O julgamento do AgInt no REsp 1.970.758, em 2013, parecia ter posto fim à longa discussão. Naquele precedente, submetido à sistemática do artigo 543-C do CPC (recursos repetitivos), o STJ fixou o entendimento pela cobrança da tarifa integral, desde que outras etapas inerentes ao esgotamento fossem disponibilizadas aos usuários, como se vê no seguinte enunciado:

"Tema 565: A legislação que rege a matéria dá suporte para a cobrança da tarifa de esgoto mesmo ausente o tratamento final dos dejetos, principalmente porque não estabelece que o serviço público de esgotamento sanitário somente existirá quando todas as etapas forem efetivadas, tampouco proíbe a cobrança da tarifa pela prestação de uma só ou de algumas dessas atividades."

Para esta decisão, a Corte Superior considerou especialmente as previsões contidas no artigo 3º da Lei Federal nº 11.445/2007 e no artigo 9º do Decreto nº 7.217/2010.
**********
● ITEM DA TAREFA A
Separe e copie cada linha das entradas em que aparece a palavra "negative".
As entradas não têm nenhuma relação com o texto selecionado.

● ENTRADAS FORNECIDAS
**********
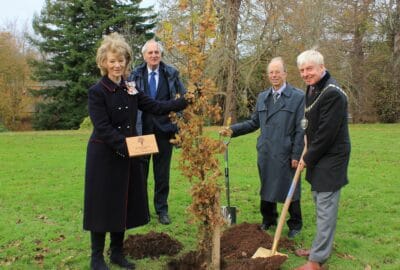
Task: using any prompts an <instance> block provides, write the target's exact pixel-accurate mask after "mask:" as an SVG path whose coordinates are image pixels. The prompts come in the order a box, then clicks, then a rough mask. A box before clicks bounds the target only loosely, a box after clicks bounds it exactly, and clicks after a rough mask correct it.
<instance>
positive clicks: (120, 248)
mask: <svg viewBox="0 0 400 270" xmlns="http://www.w3.org/2000/svg"><path fill="white" fill-rule="evenodd" d="M124 235H125V232H112V233H110V238H111V241H110V249H111V255H110V261H111V262H112V263H114V264H116V265H118V266H120V267H123V268H125V269H135V264H134V263H131V262H129V261H128V260H127V259H126V258H125V255H124V250H123V246H124Z"/></svg>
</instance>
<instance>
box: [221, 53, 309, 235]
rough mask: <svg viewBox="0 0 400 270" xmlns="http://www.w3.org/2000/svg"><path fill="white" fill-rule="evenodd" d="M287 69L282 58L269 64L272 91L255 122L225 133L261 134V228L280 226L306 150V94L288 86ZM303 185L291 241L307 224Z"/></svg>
mask: <svg viewBox="0 0 400 270" xmlns="http://www.w3.org/2000/svg"><path fill="white" fill-rule="evenodd" d="M286 77H287V73H286V68H285V64H284V62H283V59H282V58H281V57H275V58H273V59H272V60H271V62H270V63H269V64H268V79H269V81H270V83H271V87H270V88H268V89H265V91H263V92H261V93H260V94H259V96H258V98H257V103H256V108H255V110H254V112H253V114H252V116H251V119H249V120H246V121H243V122H241V123H237V124H234V125H232V126H230V127H229V128H225V129H223V130H221V132H220V133H221V134H222V135H232V136H233V137H236V136H240V135H244V134H248V133H250V132H254V131H256V130H258V129H260V130H261V133H260V136H259V137H258V139H257V153H258V158H257V165H258V171H259V175H260V182H261V188H260V197H261V200H260V212H261V215H262V218H263V219H262V223H261V228H262V229H264V230H268V229H269V228H270V227H271V226H274V225H276V224H277V222H276V221H277V218H278V211H277V203H278V202H281V203H283V202H284V201H285V199H286V197H287V194H288V191H289V188H290V185H291V183H292V179H293V176H294V173H295V170H296V168H297V165H298V162H299V160H300V156H301V153H302V151H303V146H304V131H303V129H302V128H301V125H300V121H301V119H302V118H303V116H304V92H303V91H302V90H300V89H296V88H295V87H293V86H292V85H290V84H289V83H287V82H286ZM300 191H301V188H300V185H299V186H298V187H297V188H296V191H295V193H294V195H293V200H292V202H291V203H290V206H289V213H290V218H289V220H288V221H287V225H288V227H289V233H288V236H289V238H293V237H295V236H296V235H297V234H298V233H299V232H300V230H301V228H302V225H303V222H302V216H301V207H300V193H301V192H300Z"/></svg>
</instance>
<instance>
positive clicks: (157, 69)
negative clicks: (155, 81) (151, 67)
mask: <svg viewBox="0 0 400 270" xmlns="http://www.w3.org/2000/svg"><path fill="white" fill-rule="evenodd" d="M159 69H160V67H157V68H156V69H155V70H152V69H151V68H149V67H147V74H148V75H149V76H150V73H151V72H153V71H154V72H155V73H156V76H157V75H158V71H159Z"/></svg>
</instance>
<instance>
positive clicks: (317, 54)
mask: <svg viewBox="0 0 400 270" xmlns="http://www.w3.org/2000/svg"><path fill="white" fill-rule="evenodd" d="M309 62H312V63H315V64H317V65H323V64H324V56H323V55H322V54H321V53H320V52H319V51H317V50H307V51H304V52H302V53H301V54H299V56H297V66H298V67H300V66H302V65H304V64H306V63H309Z"/></svg>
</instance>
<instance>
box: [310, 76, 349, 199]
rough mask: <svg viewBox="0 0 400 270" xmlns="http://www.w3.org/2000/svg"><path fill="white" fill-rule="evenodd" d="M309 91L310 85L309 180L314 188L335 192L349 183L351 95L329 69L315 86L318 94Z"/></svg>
mask: <svg viewBox="0 0 400 270" xmlns="http://www.w3.org/2000/svg"><path fill="white" fill-rule="evenodd" d="M309 92H310V87H308V88H307V95H306V113H305V115H306V118H307V119H308V127H307V129H306V135H307V147H308V149H307V153H306V154H305V155H304V161H305V163H306V165H307V173H306V179H307V181H308V182H310V184H311V189H312V190H313V191H318V192H334V191H337V190H339V189H340V188H341V187H342V186H344V185H346V184H347V183H348V178H347V167H348V164H349V159H350V137H349V130H348V113H347V96H346V95H345V94H344V92H343V91H342V90H340V88H339V87H338V86H337V82H336V81H335V80H334V79H333V78H331V76H330V74H329V73H328V72H326V74H325V76H324V77H323V78H322V79H321V80H320V81H319V82H318V83H317V85H316V86H315V90H314V94H312V95H311V96H310V95H309ZM312 104H314V105H312ZM310 106H312V108H311V109H310ZM308 109H310V110H309V111H308ZM307 111H308V112H307Z"/></svg>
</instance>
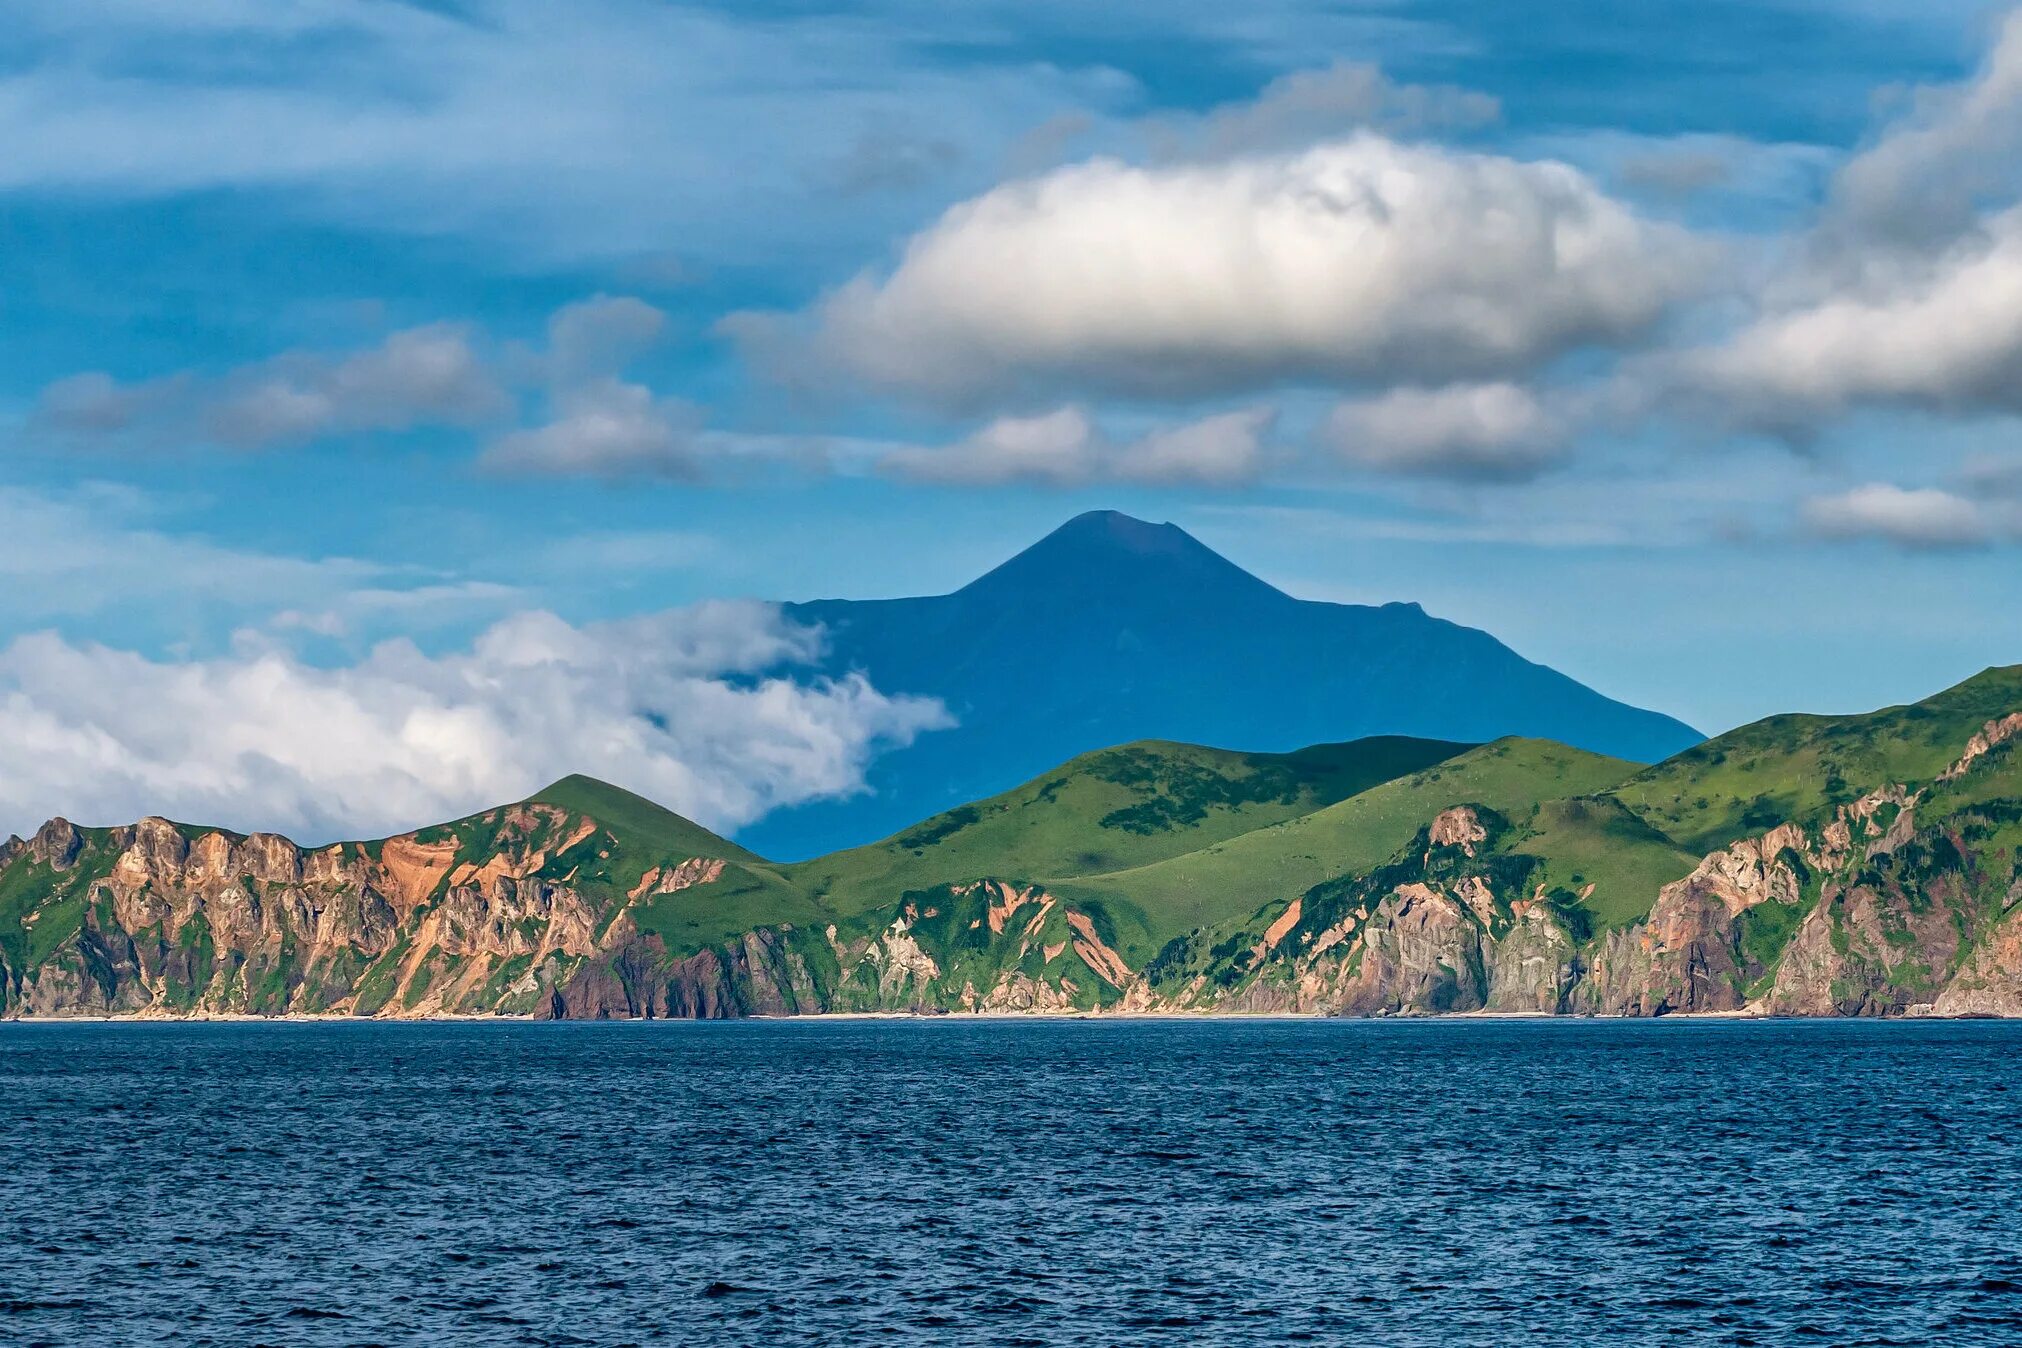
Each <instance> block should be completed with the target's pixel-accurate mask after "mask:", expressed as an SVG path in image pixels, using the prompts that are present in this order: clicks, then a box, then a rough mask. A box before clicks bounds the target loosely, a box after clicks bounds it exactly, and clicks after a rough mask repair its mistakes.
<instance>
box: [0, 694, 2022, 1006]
mask: <svg viewBox="0 0 2022 1348" xmlns="http://www.w3.org/2000/svg"><path fill="white" fill-rule="evenodd" d="M0 1010H4V1013H6V1015H218V1013H249V1015H283V1013H313V1015H362V1017H421V1015H536V1017H738V1015H809V1013H835V1010H902V1013H942V1010H977V1013H1019V1010H1229V1013H1326V1015H1438V1013H1460V1010H1500V1013H1561V1015H1565V1013H1585V1015H1666V1013H1723V1010H1759V1013H1771V1015H2022V669H2006V671H1988V673H1986V675H1982V677H1978V679H1973V681H1969V683H1965V685H1959V687H1955V689H1949V691H1947V693H1941V695H1937V697H1933V699H1929V701H1925V703H1917V705H1913V707H1895V709H1887V711H1878V713H1872V715H1862V717H1773V719H1769V721H1761V724H1757V726H1749V728H1743V730H1737V732H1733V734H1729V736H1723V738H1719V740H1713V742H1709V744H1705V746H1698V748H1694V750H1690V752H1686V754H1680V756H1678V758H1672V760H1668V762H1664V764H1658V766H1654V768H1638V766H1634V764H1626V762H1620V760H1610V758H1599V756H1593V754H1583V752H1579V750H1569V748H1565V746H1557V744H1549V742H1525V740H1502V742H1496V744H1488V746H1476V748H1468V746H1456V744H1438V742H1423V740H1363V742H1355V744H1347V746H1322V748H1316V750H1304V752H1300V754H1278V756H1272V754H1227V752H1217V750H1203V748H1195V746H1179V744H1138V746H1126V748H1120V750H1106V752H1100V754H1088V756H1084V758H1078V760H1074V762H1070V764H1066V766H1064V768H1060V770H1055V772H1051V774H1047V776H1041V778H1037V780H1035V782H1029V784H1025V786H1021V788H1017V790H1013V792H1005V794H1003V796H997V798H991V800H981V802H977V804H971V806H962V808H958V810H950V812H948V814H940V816H936V819H930V821H924V823H922V825H918V827H914V829H908V831H906V833H902V835H898V837H894V839H888V841H886V843H878V845H874V847H863V849H855V851H847V853H837V855H831V857H823V859H817V861H809V863H801V865H785V867H783V865H770V863H766V861H762V859H758V857H754V855H750V853H746V851H742V849H738V847H736V845H732V843H728V841H724V839H720V837H716V835H712V833H708V831H704V829H700V827H696V825H692V823H687V821H681V819H679V816H673V814H669V812H665V810H659V808H657V806H653V804H649V802H645V800H639V798H635V796H629V794H625V792H621V790H615V788H609V786H603V784H599V782H590V780H586V778H570V780H566V782H560V784H556V786H554V788H550V790H546V792H540V794H538V796H536V798H532V800H526V802H520V804H512V806H501V808H495V810H489V812H483V814H477V816H471V819H463V821H457V823H451V825H439V827H433V829H423V831H421V833H412V835H404V837H396V839H384V841H376V843H342V845H332V847H321V849H303V847H297V845H293V843H289V841H287V839H279V837H271V835H253V837H241V835H233V833H222V831H214V829H192V827H186V825H174V823H168V821H160V819H146V821H142V823H137V825H131V827H121V829H77V827H73V825H67V823H63V821H53V823H51V825H47V827H44V829H40V831H38V833H36V835H34V837H32V839H26V841H20V839H8V841H6V843H0Z"/></svg>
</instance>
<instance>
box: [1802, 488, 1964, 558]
mask: <svg viewBox="0 0 2022 1348" xmlns="http://www.w3.org/2000/svg"><path fill="white" fill-rule="evenodd" d="M1804 523H1806V525H1808V527H1810V529H1812V532H1814V534H1818V536H1820V538H1832V540H1882V542H1889V544H1897V546H1899V548H1911V550H1945V548H1978V546H1984V544H1988V542H1990V538H1992V525H1990V521H1988V517H1986V515H1984V513H1982V509H1980V505H1975V503H1973V501H1967V499H1965V497H1959V495H1953V493H1949V491H1937V489H1935V487H1919V489H1903V487H1895V485H1889V483H1866V485H1860V487H1854V489H1852V491H1844V493H1840V495H1824V497H1812V499H1810V501H1806V503H1804Z"/></svg>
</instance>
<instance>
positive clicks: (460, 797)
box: [0, 602, 946, 841]
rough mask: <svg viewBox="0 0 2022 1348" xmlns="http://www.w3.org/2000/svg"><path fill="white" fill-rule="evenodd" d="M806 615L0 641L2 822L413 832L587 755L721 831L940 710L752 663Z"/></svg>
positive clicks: (944, 715) (805, 639) (351, 833)
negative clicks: (437, 632)
mask: <svg viewBox="0 0 2022 1348" xmlns="http://www.w3.org/2000/svg"><path fill="white" fill-rule="evenodd" d="M817 649H819V633H815V631H809V629H801V627H795V624H791V622H787V620H785V618H783V616H780V612H778V608H774V606H768V604H730V602H716V604H700V606H696V608H685V610H673V612H665V614H657V616H651V618H635V620H627V622H605V624H590V627H570V624H568V622H562V620H560V618H556V616H552V614H546V612H528V614H520V616H514V618H508V620H503V622H497V624H495V627H491V629H489V631H485V633H483V635H481V637H479V639H477V641H475V643H473V645H471V649H469V651H459V653H451V655H441V657H431V655H425V653H421V651H419V649H417V647H412V645H410V643H406V641H394V643H386V645H380V647H376V649H374V651H372V653H370V655H368V657H366V659H362V661H360V663H356V665H348V667H338V669H319V667H313V665H307V663H303V661H299V659H297V657H293V655H291V653H287V651H285V649H277V647H269V645H261V643H257V641H247V643H245V645H243V649H239V651H235V653H233V655H228V657H220V659H212V661H156V659H148V657H144V655H137V653H131V651H115V649H109V647H99V645H73V643H69V641H65V639H63V637H57V635H53V633H47V635H32V637H20V639H16V641H14V643H12V645H8V647H6V649H0V742H4V744H8V772H6V776H4V778H0V816H4V827H8V829H16V831H26V829H32V827H34V825H36V823H38V821H40V819H42V816H44V814H51V812H63V814H67V816H73V819H79V821H85V823H123V821H131V819H135V816H137V814H148V812H164V814H170V816H176V819H190V821H202V823H220V825H226V827H235V829H273V831H285V833H291V835H295V837H299V839H303V841H328V839H334V837H370V835H382V833H394V831H404V829H415V827H421V825H425V823H431V821H439V819H451V816H457V814H463V812H469V810H477V808H483V806H489V804H497V802H503V800H516V798H522V796H526V794H528V792H532V790H536V788H540V786H542V784H546V782H548V780H554V778H560V776H564V774H568V772H588V774H594V776H601V778H607V780H613V782H617V784H621V786H627V788H633V790H637V792H641V794H645V796H651V798H655V800H661V802H665V804H667V806H669V808H675V810H679V812H683V814H687V816H692V819H696V821H698V823H704V825H708V827H714V829H734V827H738V825H744V823H748V821H752V819H756V816H760V814H764V812H766V810H770V808H774V806H780V804H791V802H799V800H809V798H817V796H835V794H847V792H853V790H859V788H861V782H863V768H865V766H867V762H869V760H871V756H874V754H876V752H878V750H880V748H884V746H890V744H904V742H910V740H912V738H914V736H916V734H920V732H924V730H930V728H936V726H944V724H946V713H944V711H942V709H940V705H938V703H934V701H924V699H914V697H886V695H882V693H878V691H876V689H874V687H871V685H869V683H865V681H863V679H861V677H849V679H841V681H833V683H831V681H815V683H797V681H793V679H787V677H774V675H764V671H768V669H774V667H778V665H783V663H793V661H805V659H809V657H813V655H815V651H817Z"/></svg>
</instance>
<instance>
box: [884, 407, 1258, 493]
mask: <svg viewBox="0 0 2022 1348" xmlns="http://www.w3.org/2000/svg"><path fill="white" fill-rule="evenodd" d="M1272 420H1274V414H1272V412H1270V410H1268V408H1250V410H1242V412H1221V414H1217V416H1205V418H1201V420H1195V422H1187V424H1181V426H1165V428H1159V430H1153V432H1148V435H1144V437H1140V439H1136V441H1126V443H1116V441H1112V439H1110V437H1106V435H1104V432H1102V428H1100V426H1096V422H1094V418H1092V416H1090V414H1088V410H1086V408H1080V406H1064V408H1058V410H1053V412H1045V414H1039V416H999V418H997V420H993V422H989V424H987V426H983V428H981V430H977V432H975V435H971V437H969V439H964V441H958V443H954V445H948V447H942V449H922V447H902V449H894V451H890V453H888V455H884V459H880V463H878V467H880V469H882V471H886V473H890V475H894V477H908V479H912V481H928V483H944V485H995V483H1013V481H1029V483H1043V485H1051V487H1072V485H1082V483H1092V481H1124V483H1146V485H1181V483H1193V485H1237V483H1246V481H1252V479H1256V475H1258V473H1260V471H1262V467H1264V459H1266V451H1264V435H1266V432H1268V430H1270V424H1272Z"/></svg>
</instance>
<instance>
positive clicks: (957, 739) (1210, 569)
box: [738, 511, 1703, 857]
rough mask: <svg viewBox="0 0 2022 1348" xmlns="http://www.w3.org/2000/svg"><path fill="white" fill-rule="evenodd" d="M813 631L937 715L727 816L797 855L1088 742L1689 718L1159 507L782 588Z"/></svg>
mask: <svg viewBox="0 0 2022 1348" xmlns="http://www.w3.org/2000/svg"><path fill="white" fill-rule="evenodd" d="M787 614H789V616H793V618H795V620H799V622H809V624H819V627H821V629H823V631H825V633H827V653H825V659H823V665H821V671H823V673H829V675H843V673H849V671H863V673H865V675H867V677H869V679H871V683H874V685H876V687H878V689H882V691H886V693H918V695H928V697H938V699H940V701H944V703H946V705H948V709H950V711H952V713H954V717H956V721H958V724H956V726H954V728H952V730H938V732H930V734H926V736H920V740H918V742H914V744H912V746H908V748H902V750H896V752H890V754H886V756H882V758H880V760H878V762H874V764H871V770H869V778H867V780H869V792H867V794H859V796H851V798H845V800H819V802H809V804H801V806H795V808H787V810H778V812H774V814H770V816H766V819H762V821H758V823H754V825H750V827H748V829H744V831H742V833H740V835H738V841H742V843H746V845H748V847H752V849H754V851H758V853H764V855H770V857H809V855H821V853H829V851H837V849H843V847H855V845H859V843H865V841H869V839H880V837H888V835H892V833H896V831H898V829H902V827H904V825H908V823H912V821H916V819H920V816H924V814H932V812H936V810H944V808H948V806H954V804H960V802H964V800H975V798H979V796H989V794H993V792H999V790H1005V788H1007V786H1013V784H1015V782H1023V780H1027V778H1031V776H1035V774H1039V772H1043V770H1047V768H1049V766H1051V764H1058V762H1064V760H1068V758H1074V756H1076V754H1084V752H1090V750H1096V748H1104V746H1110V744H1128V742H1134V740H1177V742H1189V744H1217V746H1229V748H1244V750H1266V752H1290V750H1296V748H1300V746H1306V744H1328V742H1343V740H1357V738H1365V736H1415V738H1426V740H1454V742H1468V744H1480V742H1486V740H1496V738H1502V736H1527V738H1545V740H1559V742H1563V744H1571V746H1575V748H1583V750H1591V752H1595V754H1607V756H1614V758H1628V760H1632V762H1656V760H1660V758H1668V756H1670V754H1676V752H1678V750H1682V748H1688V746H1692V744H1698V742H1701V740H1703V736H1701V734H1698V732H1696V730H1692V728H1690V726H1686V724H1682V721H1678V719H1674V717H1668V715H1662V713H1656V711H1644V709H1638V707H1630V705H1626V703H1620V701H1614V699H1610V697H1603V695H1601V693H1595V691H1593V689H1589V687H1585V685H1581V683H1577V681H1573V679H1569V677H1565V675H1561V673H1557V671H1553V669H1547V667H1545V665H1537V663H1533V661H1527V659H1523V657H1519V655H1516V653H1514V651H1510V649H1508V647H1504V645H1502V643H1500V641H1496V639H1494V637H1490V635H1488V633H1482V631H1476V629H1468V627H1460V624H1456V622H1448V620H1442V618H1434V616H1428V614H1426V610H1423V608H1419V606H1417V604H1381V606H1365V604H1330V602H1318V600H1300V598H1292V596H1290V594H1284V592H1282V590H1278V588H1274V586H1270V584H1266V582H1264V580H1258V578H1256V576H1252V574H1250V572H1246V570H1242V568H1239V566H1235V564H1233V562H1229V560H1227V558H1223V556H1221V554H1217V552H1213V550H1211V548H1207V546H1203V544H1201V542H1199V540H1195V538H1193V536H1191V534H1187V532H1185V529H1181V527H1177V525H1173V523H1146V521H1142V519H1134V517H1130V515H1122V513H1116V511H1092V513H1086V515H1078V517H1074V519H1070V521H1068V523H1064V525H1062V527H1060V529H1055V532H1053V534H1049V536H1047V538H1043V540H1041V542H1037V544H1033V546H1031V548H1027V550H1023V552H1019V554H1017V556H1013V558H1011V560H1007V562H1005V564H1001V566H997V568H995V570H991V572H989V574H985V576H981V578H977V580H973V582H971V584H967V586H962V588H960V590H954V592H952V594H938V596H922V598H892V600H817V602H805V604H787Z"/></svg>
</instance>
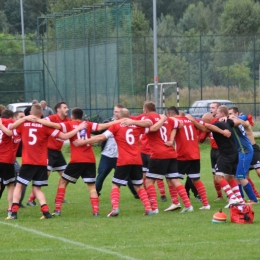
**********
● ITEM DA TAREFA B
Transcreva o texto selecionado na íntegra, sem qualquer alteração.

● ESPAÇO DE RESPOSTA A
negative clicks: (155, 81) (151, 67)
negative clicks: (437, 632)

● ESPAÇO DE RESPOSTA B
O julgamento do AgInt no REsp 1.970.758, em 2013, parecia ter posto fim à longa discussão. Naquele precedente, submetido à sistemática do artigo 543-C do CPC (recursos repetitivos), o STJ fixou o entendimento pela cobrança da tarifa integral, desde que outras etapas inerentes ao esgotamento fossem disponibilizadas aos usuários, como se vê no seguinte enunciado:

"Tema 565: A legislação que rege a matéria dá suporte para a cobrança da tarifa de esgoto mesmo ausente o tratamento final dos dejetos, principalmente porque não estabelece que o serviço público de esgotamento sanitário somente existirá quando todas as etapas forem efetivadas, tampouco proíbe a cobrança da tarifa pela prestação de uma só ou de algumas dessas atividades."

Para esta decisão, a Corte Superior considerou especialmente as previsões contidas no artigo 3º da Lei Federal nº 11.445/2007 e no artigo 9º do Decreto nº 7.217/2010.